**Task details:** Nothing in the entries should change; repeat them exactly.
-----
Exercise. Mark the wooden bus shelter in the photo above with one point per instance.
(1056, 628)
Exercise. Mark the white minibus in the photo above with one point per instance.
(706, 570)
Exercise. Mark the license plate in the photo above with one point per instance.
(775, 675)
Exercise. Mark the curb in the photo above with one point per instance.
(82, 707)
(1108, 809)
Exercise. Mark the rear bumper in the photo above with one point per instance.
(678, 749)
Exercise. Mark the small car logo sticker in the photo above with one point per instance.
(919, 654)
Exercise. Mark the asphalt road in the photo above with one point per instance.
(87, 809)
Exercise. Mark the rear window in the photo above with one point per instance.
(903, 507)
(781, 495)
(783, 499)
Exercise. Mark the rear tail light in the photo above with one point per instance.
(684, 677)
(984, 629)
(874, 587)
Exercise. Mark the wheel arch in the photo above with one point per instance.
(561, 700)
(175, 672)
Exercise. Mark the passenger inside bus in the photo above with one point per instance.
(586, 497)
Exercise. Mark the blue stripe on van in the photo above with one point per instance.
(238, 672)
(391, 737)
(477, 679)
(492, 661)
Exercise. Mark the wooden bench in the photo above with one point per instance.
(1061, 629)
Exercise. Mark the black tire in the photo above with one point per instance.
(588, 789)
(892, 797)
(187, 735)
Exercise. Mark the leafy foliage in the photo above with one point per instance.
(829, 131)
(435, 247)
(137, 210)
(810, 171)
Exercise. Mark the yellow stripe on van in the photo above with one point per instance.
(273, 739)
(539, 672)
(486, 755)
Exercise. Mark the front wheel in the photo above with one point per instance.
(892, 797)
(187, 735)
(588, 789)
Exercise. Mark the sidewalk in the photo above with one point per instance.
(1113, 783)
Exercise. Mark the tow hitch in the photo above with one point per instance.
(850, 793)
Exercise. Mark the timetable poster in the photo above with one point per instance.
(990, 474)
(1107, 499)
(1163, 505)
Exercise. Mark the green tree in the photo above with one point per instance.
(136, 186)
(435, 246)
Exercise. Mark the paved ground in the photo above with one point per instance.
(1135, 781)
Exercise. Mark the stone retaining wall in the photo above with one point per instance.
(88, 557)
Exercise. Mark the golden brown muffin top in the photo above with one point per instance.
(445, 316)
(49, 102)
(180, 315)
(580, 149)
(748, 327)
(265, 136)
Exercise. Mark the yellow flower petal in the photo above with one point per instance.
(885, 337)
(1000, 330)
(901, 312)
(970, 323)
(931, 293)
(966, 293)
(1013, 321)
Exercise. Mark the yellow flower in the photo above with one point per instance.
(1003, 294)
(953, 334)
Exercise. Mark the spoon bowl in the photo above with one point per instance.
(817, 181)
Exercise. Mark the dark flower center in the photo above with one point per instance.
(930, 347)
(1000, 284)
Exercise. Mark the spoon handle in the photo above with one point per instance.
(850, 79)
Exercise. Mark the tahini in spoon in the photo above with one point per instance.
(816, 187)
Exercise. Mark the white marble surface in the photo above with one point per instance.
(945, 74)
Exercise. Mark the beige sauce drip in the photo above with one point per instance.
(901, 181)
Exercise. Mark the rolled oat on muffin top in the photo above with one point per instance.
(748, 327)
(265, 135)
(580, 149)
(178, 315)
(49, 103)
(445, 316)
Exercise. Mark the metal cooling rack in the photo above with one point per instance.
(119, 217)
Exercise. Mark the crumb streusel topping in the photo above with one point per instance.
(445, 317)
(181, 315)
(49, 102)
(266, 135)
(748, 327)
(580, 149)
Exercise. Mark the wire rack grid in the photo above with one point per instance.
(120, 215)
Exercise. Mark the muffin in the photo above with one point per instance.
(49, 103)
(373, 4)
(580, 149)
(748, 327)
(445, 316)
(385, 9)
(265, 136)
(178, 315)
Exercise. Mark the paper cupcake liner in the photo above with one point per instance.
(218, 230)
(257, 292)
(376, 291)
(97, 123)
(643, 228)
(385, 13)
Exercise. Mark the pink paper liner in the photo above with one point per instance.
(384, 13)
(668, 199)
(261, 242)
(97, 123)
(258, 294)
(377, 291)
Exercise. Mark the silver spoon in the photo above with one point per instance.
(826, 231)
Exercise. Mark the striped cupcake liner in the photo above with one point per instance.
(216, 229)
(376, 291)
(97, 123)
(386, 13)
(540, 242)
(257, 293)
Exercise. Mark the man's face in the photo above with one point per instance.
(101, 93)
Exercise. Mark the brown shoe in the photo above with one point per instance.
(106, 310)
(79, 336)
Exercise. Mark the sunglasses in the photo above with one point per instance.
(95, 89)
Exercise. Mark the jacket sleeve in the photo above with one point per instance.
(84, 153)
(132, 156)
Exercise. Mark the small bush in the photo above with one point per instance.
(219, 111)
-----
**Written reply:**
Exercise. Mark the wooden bus shelter in the photo above with one point per instance.
(1056, 628)
Exercise. Mark the white minibus in the photo above with one point per instance.
(706, 570)
Exercise. Mark the license plate in the photo above with one point per instance.
(775, 675)
Exercise. Mark the curb in the photo above with one point per instance.
(82, 707)
(1108, 809)
Exercise. Mark the rear bumper in the photo above with one point per instance.
(678, 749)
Exercise. Mark the small car logo sticker in the photo above with one point per instance.
(919, 654)
Exercise. Mark the asphalt road in the photo above with one point per instance.
(87, 809)
Exercise. Mark the rear window in the photo above with one point per instance.
(903, 507)
(781, 495)
(783, 499)
Exercise. Mark the rear tail light in the photo above with one point per instance.
(684, 677)
(984, 629)
(874, 587)
Exercise. Mark the wheel arch in the photo above with one point per instance.
(561, 700)
(175, 672)
Exercise. Mark the passenger inside bus in the photo above with one point per instance.
(586, 497)
Exercise. Mark the blue stripe on van in the photo above with one point per instance.
(238, 672)
(391, 737)
(477, 679)
(492, 661)
Exercise. Mark the wooden bench in the photo above with one point per instance.
(1061, 629)
Exercise. Mark the black tire in the photo above with one point per instance.
(588, 789)
(892, 797)
(187, 735)
Exercise. Mark the leafy foliage in the photo above with one point per instance.
(829, 131)
(435, 247)
(137, 210)
(810, 171)
Exercise. Mark the yellow stripe on van in the photo above with one point per instance.
(273, 739)
(539, 672)
(486, 755)
Exercise. Mark the front wheel in the photo above with one point per instance.
(892, 797)
(187, 735)
(588, 789)
Exercise. Mark the sidewalk in the photo above with one point per instance.
(1113, 783)
Exercise. Mark the tow hitch in the photo above with one point per instance.
(850, 793)
Exercise. Mark the timetable poster in the photo above with one point per instance.
(990, 474)
(1107, 499)
(1163, 505)
Exercise. Mark the green tree in the photo above with one point per instance.
(136, 186)
(435, 246)
Exercise. Mark the paved ground in the photo above with one point per instance.
(1135, 781)
Exercise. Mark the stone retaining wall in the photo above with one point per instance.
(88, 557)
Exercise. Mark the golden brown muffin top in the photo above with one point per instance.
(445, 316)
(49, 102)
(180, 315)
(580, 149)
(748, 327)
(265, 136)
Exercise. Mark the yellow flower petal in the photo above with one point per instance.
(885, 337)
(1000, 330)
(901, 312)
(970, 323)
(931, 293)
(966, 293)
(1013, 321)
Exercise. Mark the yellow flower in the photo above with one point per instance.
(1003, 294)
(953, 334)
Exercise. Mark the spoon bowl in the photo above with one point per instance.
(817, 181)
Exercise. Mark the dark flower center in the photo above with one point per instance.
(930, 347)
(1000, 284)
Exercise. Mark the spoon handle in the photo above with one point per instance.
(850, 79)
Exercise. Mark the tahini in spoon in the photo above with one point per instance.
(816, 187)
Exercise. Mark the white marble surface in the photo above with one point per instance.
(945, 74)
Exercise. Mark the beige sauce drip in the photo above with one point per instance.
(901, 181)
Exercise. Mark the rolled oat on muffin top in the photo above with one point per instance.
(748, 327)
(265, 135)
(580, 149)
(178, 315)
(49, 103)
(445, 316)
Exercise. Mark the metal cooling rack in the photo above with one point per instance.
(119, 217)
Exercise. Mark the crumb streusel topping in the photo above with one point per instance.
(445, 317)
(181, 315)
(49, 102)
(266, 135)
(748, 327)
(580, 149)
Exercise. Mark the wire rack grid in the photo above with one point per instance.
(120, 215)
Exercise. Mark the muffin in the photo above with one point per instance.
(49, 103)
(373, 4)
(580, 149)
(748, 327)
(445, 316)
(385, 9)
(265, 136)
(178, 315)
Exercise. Mark the paper cupcake liner in the photo above with one point per instance.
(218, 230)
(257, 292)
(376, 291)
(97, 123)
(643, 228)
(385, 13)
Exercise. Mark the pink paper liner in the photo above with one point per instance.
(384, 13)
(668, 199)
(261, 242)
(97, 123)
(258, 294)
(377, 291)
Exercise. Mark the silver spoon in the photo above with one point per instance.
(826, 231)
Exercise. Mark the striped cupcake liner in the photo above with one point per instance.
(216, 229)
(376, 291)
(97, 123)
(386, 13)
(540, 242)
(257, 293)
Exercise. Mark the man's face in the photo above with one point per instance.
(101, 93)
Exercise. Mark the brown shoe in the photo above with one point per instance.
(106, 310)
(79, 336)
Exercise. Mark the sunglasses in the photo above with one point per instance.
(95, 89)
Exercise. Mark the jacket sleeve in the photo above with one point per instance.
(84, 153)
(132, 156)
Exercise. Mark the small bush in the photo above with one point per instance.
(219, 111)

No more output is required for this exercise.